__DOCUMENT__

########

Further, a court may take judicial notice of other proceedings in other courts, particularly if those proceedings involved the same parties and decided related or similar issues. People v. Davis, 65 Ill. 2d 157, 164-65 (1976).

¶ 22 Anne’s dismissed second amended complaint contained only two counts: breach of fiduciary duty and relief from oppressive conduct under section 12.56 of the BCA (805 ILCS 5/12.56 (West 2022)). Both of those claims rely on the notion that Tim and Kevin paid themselves excessive salaries and that they froze Anne out of decision-making capabilities as a shareholder.

¶ 23 A. Excessive Compensation ¶ 24 Illinois courts have described the kind of facts needed to justify an excessive contribution.

“The factors to be considered in making such determinations include, inter alia: the employee’s ability, quantity and quality of services he renders, the time he devotes to the company, the difficulties involved and responsibilities assumed in his work, the success he has achieved,

profitability due to his efforts, the company’s financial condition, and the compensation paid for comparable work by similar companies.” Romanik v. Lurie Home Supply Center, Inc., 105 Ill. App. 3d 1118, 1126 (1982). Pleading allegations of these or similar facts does not require that the plaintiff prove their case in their pleadings but rather satisfies the requirement that a plaintiff allege facts rather than conclusory statements.

########

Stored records
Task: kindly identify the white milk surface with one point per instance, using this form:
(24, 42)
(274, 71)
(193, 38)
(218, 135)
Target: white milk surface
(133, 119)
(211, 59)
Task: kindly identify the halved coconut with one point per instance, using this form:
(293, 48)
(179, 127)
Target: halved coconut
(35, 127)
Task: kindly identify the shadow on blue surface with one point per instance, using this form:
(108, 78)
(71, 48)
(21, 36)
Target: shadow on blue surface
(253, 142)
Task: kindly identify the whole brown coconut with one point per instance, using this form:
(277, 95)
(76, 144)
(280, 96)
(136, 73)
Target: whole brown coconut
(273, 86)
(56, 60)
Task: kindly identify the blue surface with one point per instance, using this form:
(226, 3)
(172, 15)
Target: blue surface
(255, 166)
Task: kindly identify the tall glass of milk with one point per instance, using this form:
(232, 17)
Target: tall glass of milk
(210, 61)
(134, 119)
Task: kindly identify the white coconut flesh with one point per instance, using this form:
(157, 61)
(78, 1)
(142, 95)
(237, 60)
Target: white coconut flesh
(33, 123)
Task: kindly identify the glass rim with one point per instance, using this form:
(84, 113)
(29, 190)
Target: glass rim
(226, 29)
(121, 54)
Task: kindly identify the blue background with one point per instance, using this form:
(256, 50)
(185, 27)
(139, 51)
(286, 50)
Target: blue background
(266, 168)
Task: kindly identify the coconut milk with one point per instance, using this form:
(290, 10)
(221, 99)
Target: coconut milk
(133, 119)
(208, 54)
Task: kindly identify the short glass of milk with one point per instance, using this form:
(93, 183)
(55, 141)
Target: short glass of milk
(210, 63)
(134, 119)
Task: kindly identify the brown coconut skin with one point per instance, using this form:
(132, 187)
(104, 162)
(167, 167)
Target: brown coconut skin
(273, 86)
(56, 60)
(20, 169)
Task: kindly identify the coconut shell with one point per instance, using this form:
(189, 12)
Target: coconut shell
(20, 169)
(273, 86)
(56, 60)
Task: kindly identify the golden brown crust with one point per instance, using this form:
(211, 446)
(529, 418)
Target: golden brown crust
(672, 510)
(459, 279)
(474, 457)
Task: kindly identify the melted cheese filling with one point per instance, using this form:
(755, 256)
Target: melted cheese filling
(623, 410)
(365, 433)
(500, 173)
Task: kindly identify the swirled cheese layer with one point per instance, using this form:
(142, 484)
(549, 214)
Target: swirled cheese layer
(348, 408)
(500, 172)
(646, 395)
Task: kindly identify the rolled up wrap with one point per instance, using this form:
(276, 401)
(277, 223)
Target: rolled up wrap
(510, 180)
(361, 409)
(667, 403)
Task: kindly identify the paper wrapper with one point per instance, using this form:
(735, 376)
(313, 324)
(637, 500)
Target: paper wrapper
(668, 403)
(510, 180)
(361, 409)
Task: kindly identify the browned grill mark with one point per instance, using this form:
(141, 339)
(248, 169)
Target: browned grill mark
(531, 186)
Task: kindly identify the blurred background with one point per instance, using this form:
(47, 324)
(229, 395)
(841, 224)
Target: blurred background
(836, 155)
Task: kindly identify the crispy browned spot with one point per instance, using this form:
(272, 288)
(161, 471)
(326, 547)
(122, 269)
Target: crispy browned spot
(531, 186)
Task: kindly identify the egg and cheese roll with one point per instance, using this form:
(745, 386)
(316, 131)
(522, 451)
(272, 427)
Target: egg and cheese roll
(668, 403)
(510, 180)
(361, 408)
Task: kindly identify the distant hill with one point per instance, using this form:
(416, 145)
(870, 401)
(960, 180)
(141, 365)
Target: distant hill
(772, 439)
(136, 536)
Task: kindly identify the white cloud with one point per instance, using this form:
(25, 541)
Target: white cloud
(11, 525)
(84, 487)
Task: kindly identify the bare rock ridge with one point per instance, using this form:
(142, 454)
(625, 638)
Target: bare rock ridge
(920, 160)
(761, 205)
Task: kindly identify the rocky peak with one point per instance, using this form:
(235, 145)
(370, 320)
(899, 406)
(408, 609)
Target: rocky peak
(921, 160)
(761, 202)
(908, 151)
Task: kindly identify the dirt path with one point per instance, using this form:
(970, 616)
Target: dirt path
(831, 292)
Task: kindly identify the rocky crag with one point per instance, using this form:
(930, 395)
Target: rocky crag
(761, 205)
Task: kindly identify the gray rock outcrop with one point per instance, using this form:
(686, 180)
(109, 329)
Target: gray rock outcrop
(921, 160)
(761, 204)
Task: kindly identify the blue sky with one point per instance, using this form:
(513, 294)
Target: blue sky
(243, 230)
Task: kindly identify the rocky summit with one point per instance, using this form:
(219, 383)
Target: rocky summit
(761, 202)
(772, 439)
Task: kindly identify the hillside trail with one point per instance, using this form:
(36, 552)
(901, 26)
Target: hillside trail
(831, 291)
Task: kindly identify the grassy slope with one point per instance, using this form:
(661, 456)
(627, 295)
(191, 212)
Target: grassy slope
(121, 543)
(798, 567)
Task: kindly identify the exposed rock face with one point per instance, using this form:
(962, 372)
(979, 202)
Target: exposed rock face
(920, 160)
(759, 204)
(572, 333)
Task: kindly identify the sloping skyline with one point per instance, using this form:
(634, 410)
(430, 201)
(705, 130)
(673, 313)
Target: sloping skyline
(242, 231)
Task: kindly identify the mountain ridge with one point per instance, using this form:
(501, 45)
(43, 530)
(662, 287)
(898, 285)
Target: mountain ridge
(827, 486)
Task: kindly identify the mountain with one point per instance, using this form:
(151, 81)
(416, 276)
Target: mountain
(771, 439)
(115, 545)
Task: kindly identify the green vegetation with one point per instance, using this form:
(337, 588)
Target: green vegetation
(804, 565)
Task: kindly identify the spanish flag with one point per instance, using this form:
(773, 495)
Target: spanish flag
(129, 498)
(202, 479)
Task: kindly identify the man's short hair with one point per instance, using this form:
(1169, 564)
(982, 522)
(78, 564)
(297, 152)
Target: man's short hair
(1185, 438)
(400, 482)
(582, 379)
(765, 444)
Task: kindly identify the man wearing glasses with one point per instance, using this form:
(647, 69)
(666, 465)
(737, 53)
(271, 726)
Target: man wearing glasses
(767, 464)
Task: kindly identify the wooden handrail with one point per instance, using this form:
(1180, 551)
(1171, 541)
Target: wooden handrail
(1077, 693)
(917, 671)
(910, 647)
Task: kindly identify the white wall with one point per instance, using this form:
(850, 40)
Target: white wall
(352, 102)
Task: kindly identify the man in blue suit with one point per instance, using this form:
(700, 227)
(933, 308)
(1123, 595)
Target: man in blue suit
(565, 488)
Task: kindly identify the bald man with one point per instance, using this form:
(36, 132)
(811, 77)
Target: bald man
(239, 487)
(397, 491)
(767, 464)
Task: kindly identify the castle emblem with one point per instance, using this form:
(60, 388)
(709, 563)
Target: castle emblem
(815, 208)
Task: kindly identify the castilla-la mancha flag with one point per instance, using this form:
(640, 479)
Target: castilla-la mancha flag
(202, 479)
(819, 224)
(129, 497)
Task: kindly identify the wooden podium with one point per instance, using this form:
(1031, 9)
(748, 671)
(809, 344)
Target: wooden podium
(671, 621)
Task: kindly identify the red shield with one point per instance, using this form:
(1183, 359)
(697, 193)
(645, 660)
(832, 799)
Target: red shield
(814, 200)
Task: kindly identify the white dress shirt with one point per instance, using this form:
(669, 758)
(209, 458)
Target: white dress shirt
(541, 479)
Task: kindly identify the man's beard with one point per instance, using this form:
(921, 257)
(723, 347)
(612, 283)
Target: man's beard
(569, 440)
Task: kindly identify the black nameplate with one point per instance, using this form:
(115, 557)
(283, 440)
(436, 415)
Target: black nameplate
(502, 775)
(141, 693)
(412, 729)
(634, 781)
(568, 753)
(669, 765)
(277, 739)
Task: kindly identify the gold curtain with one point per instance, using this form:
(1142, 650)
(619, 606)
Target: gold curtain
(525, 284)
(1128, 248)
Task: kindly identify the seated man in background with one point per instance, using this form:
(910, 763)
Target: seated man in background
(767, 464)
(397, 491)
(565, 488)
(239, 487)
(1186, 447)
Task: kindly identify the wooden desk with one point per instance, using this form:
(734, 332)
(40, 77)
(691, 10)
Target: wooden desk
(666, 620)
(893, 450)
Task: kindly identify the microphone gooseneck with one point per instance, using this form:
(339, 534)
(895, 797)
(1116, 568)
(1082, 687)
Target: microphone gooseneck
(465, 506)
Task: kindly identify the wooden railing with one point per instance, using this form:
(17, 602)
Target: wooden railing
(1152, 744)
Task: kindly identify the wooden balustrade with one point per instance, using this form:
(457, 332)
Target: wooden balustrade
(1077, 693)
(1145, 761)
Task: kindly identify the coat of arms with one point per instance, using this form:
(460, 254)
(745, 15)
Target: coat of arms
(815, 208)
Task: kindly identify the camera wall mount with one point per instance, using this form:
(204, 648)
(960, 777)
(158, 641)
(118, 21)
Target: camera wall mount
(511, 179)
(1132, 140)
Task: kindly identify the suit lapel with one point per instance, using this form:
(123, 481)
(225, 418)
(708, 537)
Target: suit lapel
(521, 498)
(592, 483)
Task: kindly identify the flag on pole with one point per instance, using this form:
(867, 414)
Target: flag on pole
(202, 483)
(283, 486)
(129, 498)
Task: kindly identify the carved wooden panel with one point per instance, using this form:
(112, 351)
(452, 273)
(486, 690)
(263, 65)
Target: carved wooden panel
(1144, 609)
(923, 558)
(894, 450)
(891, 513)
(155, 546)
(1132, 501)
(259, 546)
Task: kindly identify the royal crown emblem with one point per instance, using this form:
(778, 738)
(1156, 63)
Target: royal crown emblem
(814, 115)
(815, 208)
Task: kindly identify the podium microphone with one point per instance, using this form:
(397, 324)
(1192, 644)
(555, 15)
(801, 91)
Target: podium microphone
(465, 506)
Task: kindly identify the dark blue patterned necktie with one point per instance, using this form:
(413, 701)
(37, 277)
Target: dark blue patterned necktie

########

__DIRECTION 1__
Reproduce word for word the passage of the opinion that begins with the words containing "Further, a court" and ends with "157, 164-65 (1976).".
__DIRECTION 2__
Rewrite the stored entries from the line containing "Task: kindly identify the wooden railing" through the last entry as a Markdown table with columns "n" (row number) and "Line," skipping blank lines.

__ANSWER 1__
Further, a court may take judicial notice of other proceedings in other courts, particularly if those proceedings involved the same parties and decided related or similar issues. People v. Davis, 65 Ill. 2d 157, 164-65 (1976).

__ANSWER 2__
| n | Line |
|---|---|
| 1 | Task: kindly identify the wooden railing with one point per instance, using this form: |
| 2 | (17, 602) |
| 3 | Target: wooden railing |
| 4 | (1152, 744) |
| 5 | Task: kindly identify the wooden balustrade with one point per instance, using this form: |
| 6 | (457, 332) |
| 7 | Target: wooden balustrade |
| 8 | (1077, 693) |
| 9 | (1145, 761) |
| 10 | Task: kindly identify the coat of arms with one point per instance, using this form: |
| 11 | (460, 254) |
| 12 | (745, 15) |
| 13 | Target: coat of arms |
| 14 | (815, 208) |
| 15 | Task: kindly identify the camera wall mount with one point per instance, using this form: |
| 16 | (204, 648) |
| 17 | (960, 777) |
| 18 | (158, 641) |
| 19 | (118, 21) |
| 20 | Target: camera wall mount |
| 21 | (511, 179) |
| 22 | (1132, 140) |
| 23 | Task: kindly identify the suit lapel with one point per instance, using this form: |
| 24 | (123, 481) |
| 25 | (225, 418) |
| 26 | (708, 537) |
| 27 | Target: suit lapel |
| 28 | (521, 498) |
| 29 | (592, 483) |
| 30 | Task: kindly identify the flag on pole with one point per instance, using this form: |
| 31 | (867, 414) |
| 32 | Target: flag on pole |
| 33 | (202, 483) |
| 34 | (283, 486) |
| 35 | (129, 498) |
| 36 | Task: kindly identify the carved wooden panel with one point per instance, using this form: |
| 37 | (112, 351) |
| 38 | (452, 273) |
| 39 | (486, 690) |
| 40 | (263, 65) |
| 41 | Target: carved wooden panel |
| 42 | (1144, 609) |
| 43 | (923, 558) |
| 44 | (894, 450) |
| 45 | (891, 513) |
| 46 | (155, 546) |
| 47 | (1132, 501) |
| 48 | (259, 546) |
| 49 | Task: kindly identify the royal crown emblem with one point per instance, using this form: |
| 50 | (778, 738) |
| 51 | (1156, 63) |
| 52 | Target: royal crown emblem |
| 53 | (814, 115) |
| 54 | (815, 208) |
| 55 | Task: kindly identify the podium microphone with one point per instance, using this form: |
| 56 | (397, 324) |
| 57 | (1192, 644) |
| 58 | (555, 15) |
| 59 | (801, 91) |
| 60 | Target: podium microphone |
| 61 | (465, 506) |
| 62 | Task: kindly identify the dark blue patterned necktie with one point per instance, using this form: |
| 63 | (413, 701) |
| 64 | (37, 277) |
| 65 | Target: dark blue patterned necktie |